§ Text excerpt:
###

Wednesday, August 10, 2005

Terrorists' Rights Trump National Security

Britain has gotten wise. It is deporting individuals who it deems are threats to its national security. And who could blame them?

Radical human rights groups, of course! It seems that Amnesty International, Liberty and the UN all feel that it is a bad thing to deport 10 Islamist terrorists who were interdicted as a result of last month's bombings. They are concerned that these terrorists' countries of origin may mistreat them, and if you read the articles, it seems to me that they don't think that they can trust a number of Middle-Eastern nations not to torture these expatriates. The funniest thing about it is that these are, again, terrorists. They fear the very treatment which they want to bring to the western world that naively gives them quarter. How ironic. Further, it seems that by the logic of these "human rights" organizations (as one might ask, "which humans' rights are they defending?"), the rights of the terrorists not to be harmed as part of a just punishment exceed those of the peace-loving people of the nations the terrorists are trying to harm.

Interestingly, the nations about which there exists the most concern are Egypt, Tunisia, Morocco, Libya, Syria, Yemen and the United Arab Emirates. Most interesting are the comments from Manfred Novak, the UN's special rapporteur on torture in the above-linked article. Speaking for the U.N., he stated:
If a country usually and systematically practises torture, then of course they would deny they were doing it.

###

§ What to produce: Copy the blog post from "Wednesday, August 10, 2005" up to and including "could blame them?", swapping "Britain" for "Great Britain". Rely on the blog post alone.

§ Data lines:

###

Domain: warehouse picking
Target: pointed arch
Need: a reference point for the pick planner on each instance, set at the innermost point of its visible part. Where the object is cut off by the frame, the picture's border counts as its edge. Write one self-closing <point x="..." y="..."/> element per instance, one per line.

###

§ Result for this task:
Wednesday, August 10, 2005

Terrorists' Rights Trump National Security

Great Britain has gotten wise. It is deporting individuals who it deems are threats to its national security. And who could blame them?